-- YOUR INSTRUCTIONS --
Rewrite everything from the row containing "point at the goal post" down through the end of the rows, with "star field" changed to "starfield" and nothing else altered. Return only those lines.
━━━━━━━━━━━━━━━━
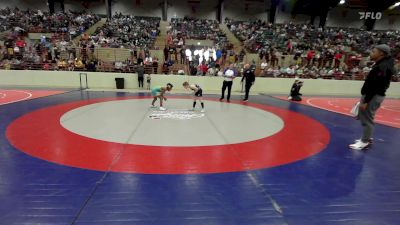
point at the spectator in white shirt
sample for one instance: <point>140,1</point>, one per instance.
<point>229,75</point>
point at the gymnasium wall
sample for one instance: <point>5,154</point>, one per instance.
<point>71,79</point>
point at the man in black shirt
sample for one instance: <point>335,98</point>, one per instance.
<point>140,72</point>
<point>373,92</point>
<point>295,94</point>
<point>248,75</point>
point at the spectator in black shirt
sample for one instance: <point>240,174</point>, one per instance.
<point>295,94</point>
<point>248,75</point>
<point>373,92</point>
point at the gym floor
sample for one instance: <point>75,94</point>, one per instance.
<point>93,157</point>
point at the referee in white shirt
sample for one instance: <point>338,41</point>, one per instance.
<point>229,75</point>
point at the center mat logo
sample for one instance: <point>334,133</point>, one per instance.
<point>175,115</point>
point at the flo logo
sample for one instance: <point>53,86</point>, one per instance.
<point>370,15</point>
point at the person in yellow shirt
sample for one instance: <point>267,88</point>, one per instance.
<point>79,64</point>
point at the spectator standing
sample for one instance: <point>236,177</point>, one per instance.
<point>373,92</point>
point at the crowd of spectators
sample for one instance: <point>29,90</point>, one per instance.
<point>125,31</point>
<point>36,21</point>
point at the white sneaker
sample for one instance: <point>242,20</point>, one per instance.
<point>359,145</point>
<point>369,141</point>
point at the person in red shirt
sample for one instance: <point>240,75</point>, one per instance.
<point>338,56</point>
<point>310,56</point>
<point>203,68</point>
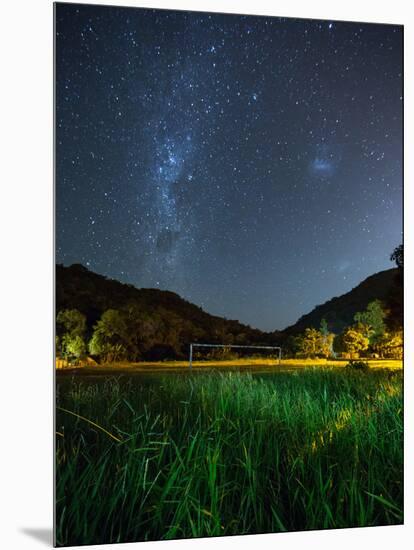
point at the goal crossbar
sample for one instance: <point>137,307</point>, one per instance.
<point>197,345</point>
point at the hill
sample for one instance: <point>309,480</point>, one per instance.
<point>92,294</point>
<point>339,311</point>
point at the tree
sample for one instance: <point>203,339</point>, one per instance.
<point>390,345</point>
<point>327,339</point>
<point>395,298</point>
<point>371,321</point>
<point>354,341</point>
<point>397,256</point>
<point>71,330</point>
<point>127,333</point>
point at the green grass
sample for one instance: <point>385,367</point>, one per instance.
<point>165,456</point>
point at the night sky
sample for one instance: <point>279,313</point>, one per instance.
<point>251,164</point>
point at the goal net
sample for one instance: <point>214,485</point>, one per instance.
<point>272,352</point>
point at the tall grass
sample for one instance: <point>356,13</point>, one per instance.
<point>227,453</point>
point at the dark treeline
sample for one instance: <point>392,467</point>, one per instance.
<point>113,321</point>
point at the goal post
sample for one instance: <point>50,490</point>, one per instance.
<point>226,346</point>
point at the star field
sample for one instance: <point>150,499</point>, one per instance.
━━━━━━━━━━━━━━━━
-- REPLY --
point at the goal post
sample for one instance: <point>50,490</point>, one per instance.
<point>226,346</point>
point at the starfield
sample for one instance: <point>150,499</point>, one per instance.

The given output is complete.